- [PROBLEMS]:
A. From the coupler thread, reproduce the passage that begins at the words "# Case 621D" and stops after "(Nov 30, 2008)".
B. Answer these from the coupler thread:
(i) How long is the sectional pusher Rockvalley rob wants to use with the coupler?
(ii) What did the dealer quote DGODGR for the install?
(iii) About how much would mounting a new Cat coupler on a 928 or 930 have cost?

- [READING PASSAGE]:
—————

# Case 621D JRB Coupler



## Rockvalley rob (Feb 25, 2010)

How hard is it to install a JRB 416 hydraulic coupler on this machine? Are they easy to install or should I have it installed? Do not know much about them except I want one instead of a bucket mount for my 14ft sectional pusher. How much do they cost? Cost to install?


----------



## DGODGR (Nov 30, 2008)

I have a JRB model 416 coupler for my 544J. I bought the machine used (about a year ago), and had the dealer include the coupler. I had them quote the installation. They quoted me $2,000 for the install. That did not include the cutting and welding required to modify the bucket. I think that will cost about $1,200 more. They charged me about $6,000 for the coupler and all the required hardware (new- including the third valve). I think, maybe, that they quoted it a little bit on the low side so don't be surprised if you find out that he coupler and hardware is a little bit more. I decided to do the install myself. I am quite confident that I can do all the work myself, and my local dealer has been very helpful with every question that I have had. Funny thing is that I have not had the time. The coupler and all the boxes full of hoses and hardware are all still sitting out in the shed. Each brand will have it's own costs associated with this conversion. Maybe on Friday or Monday you can reach out to your dealer and get a quote for your machine. Case dealers will probably want to push the ACS system over the JRB (I'm not sure why, but that's what you find on most Cases). When I was shopping for loaders I got a quote from Cat as well (I prefer Cat equipment). To mount a new Cat coupler (Cat has come out with a wedge style coupler that will always remain tight, even as it wears), on a 928 or 930, was going to cost about $20K, including the third valve.

—————

(Excerpts of pointing data)

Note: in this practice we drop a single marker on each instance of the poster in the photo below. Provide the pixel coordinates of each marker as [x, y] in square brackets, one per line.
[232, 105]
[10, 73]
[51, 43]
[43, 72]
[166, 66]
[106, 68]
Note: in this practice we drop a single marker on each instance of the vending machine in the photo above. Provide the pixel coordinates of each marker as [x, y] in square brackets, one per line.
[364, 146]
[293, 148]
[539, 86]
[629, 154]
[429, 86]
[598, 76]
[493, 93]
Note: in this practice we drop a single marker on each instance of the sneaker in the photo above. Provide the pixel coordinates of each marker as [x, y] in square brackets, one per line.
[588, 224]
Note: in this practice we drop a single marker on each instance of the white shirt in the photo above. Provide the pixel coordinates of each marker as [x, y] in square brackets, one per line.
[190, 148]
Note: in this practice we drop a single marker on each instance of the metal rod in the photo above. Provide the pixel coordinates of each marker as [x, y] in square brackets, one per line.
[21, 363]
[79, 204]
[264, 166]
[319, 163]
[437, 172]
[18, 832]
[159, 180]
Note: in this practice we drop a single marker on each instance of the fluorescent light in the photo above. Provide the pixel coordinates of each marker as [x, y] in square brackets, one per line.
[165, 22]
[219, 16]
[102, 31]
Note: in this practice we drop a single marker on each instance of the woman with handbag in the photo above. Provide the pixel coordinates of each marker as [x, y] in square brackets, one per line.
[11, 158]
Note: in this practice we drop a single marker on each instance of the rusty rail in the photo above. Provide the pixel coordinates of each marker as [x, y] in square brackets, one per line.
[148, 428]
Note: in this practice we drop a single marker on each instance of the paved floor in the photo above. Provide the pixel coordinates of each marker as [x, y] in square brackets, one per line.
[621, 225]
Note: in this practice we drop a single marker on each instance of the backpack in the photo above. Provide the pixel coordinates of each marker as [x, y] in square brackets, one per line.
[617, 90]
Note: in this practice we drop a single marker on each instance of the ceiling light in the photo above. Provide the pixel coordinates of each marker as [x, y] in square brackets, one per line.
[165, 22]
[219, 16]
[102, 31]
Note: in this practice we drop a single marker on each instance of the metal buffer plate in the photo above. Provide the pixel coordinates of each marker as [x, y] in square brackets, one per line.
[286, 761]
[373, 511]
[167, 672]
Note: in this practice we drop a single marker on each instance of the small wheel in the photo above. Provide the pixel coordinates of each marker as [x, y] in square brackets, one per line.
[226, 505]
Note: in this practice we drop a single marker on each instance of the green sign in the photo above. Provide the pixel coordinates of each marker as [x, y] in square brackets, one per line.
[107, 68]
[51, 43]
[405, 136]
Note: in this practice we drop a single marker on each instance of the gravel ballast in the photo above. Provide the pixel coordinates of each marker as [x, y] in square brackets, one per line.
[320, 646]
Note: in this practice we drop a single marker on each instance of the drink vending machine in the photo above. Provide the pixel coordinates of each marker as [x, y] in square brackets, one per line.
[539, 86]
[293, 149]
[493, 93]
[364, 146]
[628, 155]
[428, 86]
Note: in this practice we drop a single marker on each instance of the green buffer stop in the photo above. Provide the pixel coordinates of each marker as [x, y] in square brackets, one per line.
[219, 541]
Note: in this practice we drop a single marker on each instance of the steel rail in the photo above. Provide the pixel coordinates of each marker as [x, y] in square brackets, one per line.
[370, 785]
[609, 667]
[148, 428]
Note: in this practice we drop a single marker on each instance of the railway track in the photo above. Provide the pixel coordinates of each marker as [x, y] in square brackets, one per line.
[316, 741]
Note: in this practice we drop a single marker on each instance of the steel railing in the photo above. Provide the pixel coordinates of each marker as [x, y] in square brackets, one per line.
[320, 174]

—————

- [RESPONSES FOR EACH TASK]:
A.
# Case 621D JRB Coupler



## Rockvalley rob (Feb 25, 2010)

How hard is it to install a JRB 416 hydraulic coupler on this machine? Are they easy to install or should I have it installed? Do not know much about them except I want one instead of a bucket mount for my 14ft sectional pusher. How much do they cost? Cost to install?


----------



## DGODGR (Nov 30, 2008)

B.
(i) 14 ft
(ii) $2,000, not including the cutting and welding to modify the bucket
(iii) About $20K, including the third valve